In the pantry food article below, which two takeout options does the tired reader not want yet again?

#### [Quoted text]
----------

Must-have pantry food items: anytime recipes, easy cooking, quick dinners

From My FitKitchen To Yours

Another late night at the office? Grocery stores already closed?

On your way home desperately trying to figure out what to eat?

Trying to recall what’s in the cupboards or fridge?

Although you don’t really have any energy left you know you don’t want Chinese or pizza yet again…

If you are honest, all you crave is a simple, home-cooked meal…

Don’t despair, these tips come to the rescue so next time you will get that home-cooked, simple meal you crave.


Stash your cupboards with these items for an easy, nourishing dinner


Easy, healthy, home-cooked dinner in a few

minutes – yes, it’s possible:

If you have these stable food items in your home you can, in no time, create a healthy, satiating, and nourishing meal, for yourself and your family.

----------

#### [Given material]
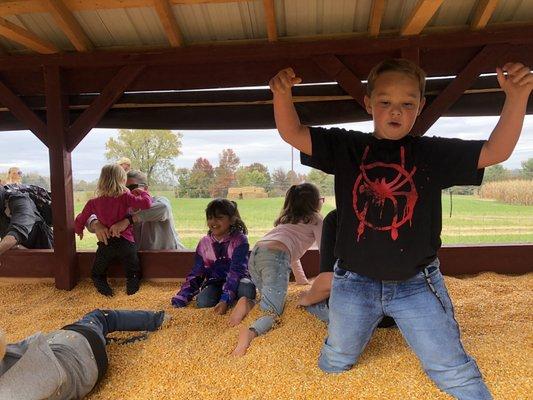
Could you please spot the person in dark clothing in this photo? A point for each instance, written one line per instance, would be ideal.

----------

#### [Complete response]
Chinese or pizza.